What to work on:
1. Which company does the patent record on chroma BDOF and adaptive multi-pass DMVR list as assignee?
2. Translate this sentence from the patent record on chroma BDOF and adaptive multi-pass DMVR into Spanish: "A device for decoding video data determines a luma prediction block for a luma block of a current block using an initial motion vector; applies one or more decoder-side motion vector refinement processes to the luma prediction block to determine a refined luma prediction block and refined motion vectors, the one or more motion vector refinement processes comprising a bi-directional optical flow (BDOF) process; for a chroma sample of a chroma block, determines a motion vector for the chroma sample based on refined motion vectors of one or more co-located luma samples of the luma block; determines a chroma prediction sample for a chroma prediction block based on the motion vector for the chroma sample; and determines a decoded version of the current block based on the refined luma prediction block and the chroma prediction block."
3. Write the next part of the patent record on chroma BDOF and adaptive multi-pass DMVR, picking up right after its final line.

Excerpt provided:
##############################

EP-4736441-A1 - CHROMA BDOF AND ADAPTIVE MULTI-PASS DMVR IN VIDEO CODING

EP4736441A1EP 4736441 A1EP4736441 A1EP 4736441A1EP-4736441-A1

Abstract

A device for decoding video data determines a luma prediction block for a luma block of a current block using an initial motion vector; applies one or more decoder-side motion vector refinement processes to the luma prediction block to determine a refined luma prediction block and refined motion vectors, the one or more motion vector refinement processes comprising a bi-directional optical flow (BDOF) process; for a chroma sample of a chroma block, determines a motion vector for the chroma sample based on refined motion vectors of one or more co-located luma samples of the luma block; determines a chroma prediction sample for a chroma prediction block based on the motion vector for the chroma sample; and determines a decoded version of the current block based on the refined luma prediction block and the chroma prediction block.

Inventors

CHEN, CHUN-CHI
HUANG, Han
ZHANG, ZHI
SEREGIN, VADIM
KARCZEWICZ, MARTA

Assignees

QUALCOMM INCORPORATED

Dates

Publication Date: 20260506
Application Date: 20240627

Claims (20)

##############################

Recorded data:
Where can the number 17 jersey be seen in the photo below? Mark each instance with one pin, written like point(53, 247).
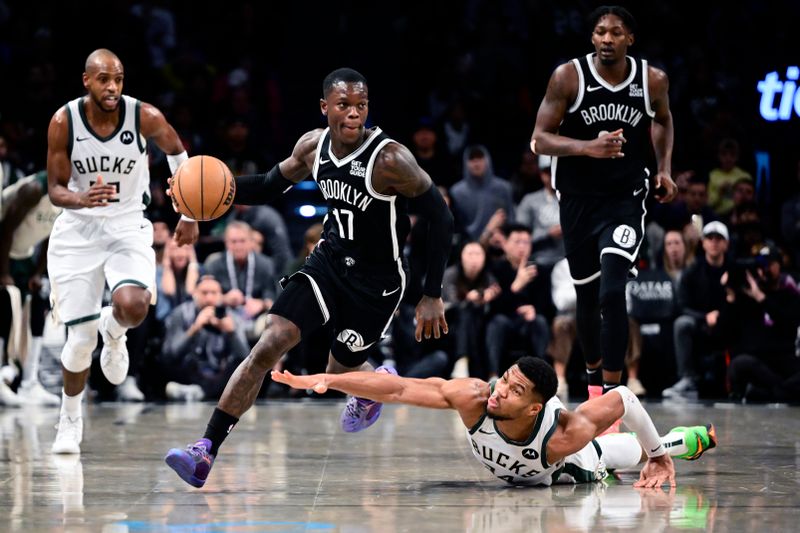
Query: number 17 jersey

##############################

Expected results:
1. QUALCOMM INCORPORATED

2. Un dispositivo para decodificar datos de vídeo determina un bloque de predicción de luma para un bloque de luma de un bloque actual usando un vector de movimiento inicial; aplica uno o más procesos de refinamiento de vectores de movimiento del lado del decodificador al bloque de predicción de luma para determinar un bloque de predicción de luma refinado y vectores de movimiento refinados, comprendiendo el uno o más procesos de refinamiento de vectores de movimiento un proceso de flujo óptico bidireccional (BDOF); para una muestra de croma de un bloque de croma, determina un vector de movimiento para la muestra de croma basándose en vectores de movimiento refinados de una o más muestras de luma coubicadas del bloque de luma; determina una muestra de predicción de croma para un bloque de predicción de croma basándose en el vector de movimiento para la muestra de croma; y determina una versión decodificada del bloque actual basándose en el bloque de predicción de luma refinado y el bloque de predicción de croma.

3.
1. A method of decoding video data, the method comprising: determining an initial motion vector for a current block of the video data; determining a luma prediction block for a luma block of the current block using the initial motion vector; applying one or more decoder-side motion vector refinement processes to the luma prediction block to determine a refined luma prediction block and refined motion vectors for each luma sample of the luma block, wherein the one or more motion vector refinement processes comprise a bi-directional optical flow (BDOF) process; for a chroma sample of a chroma block, determining a motion vector for the chroma sample based on refined motion vectors of one or more co-located luma samples of the luma block; determining a chroma prediction sample for a chroma prediction block based on the motion vector for the chroma sample; determining a decoded version of the current block based on the refined luma prediction block and the chroma prediction block; and outputting a decoded picture of the video data, wherein the decoded picture comprises the decoded version of the current block.
2. The method of claim 1, wherein determining the motion vector for the chroma sample based on the refined motion vectors of the one or more co-located luma samples comprises selecting one of the refined motion vectors of the one or more co-located luma samples to be the motion vector for the chroma block.
3. The method of claim 2, wherein determining the motion vector for the chroma sample based on the refined motion vectors of the one or more co-located luma samples of the luma block comprises scaling the one of the refined motion vectors of the one or more co-located luma samples.
4. The method of claim 1, wherein determining the motion vector for the chroma sample based on the refined motion vectors of the one or more co-located luma samples comprises averaging at least two of the refined motion vectors of the one or more colocated luma samples to determine the motion vector for the chroma block.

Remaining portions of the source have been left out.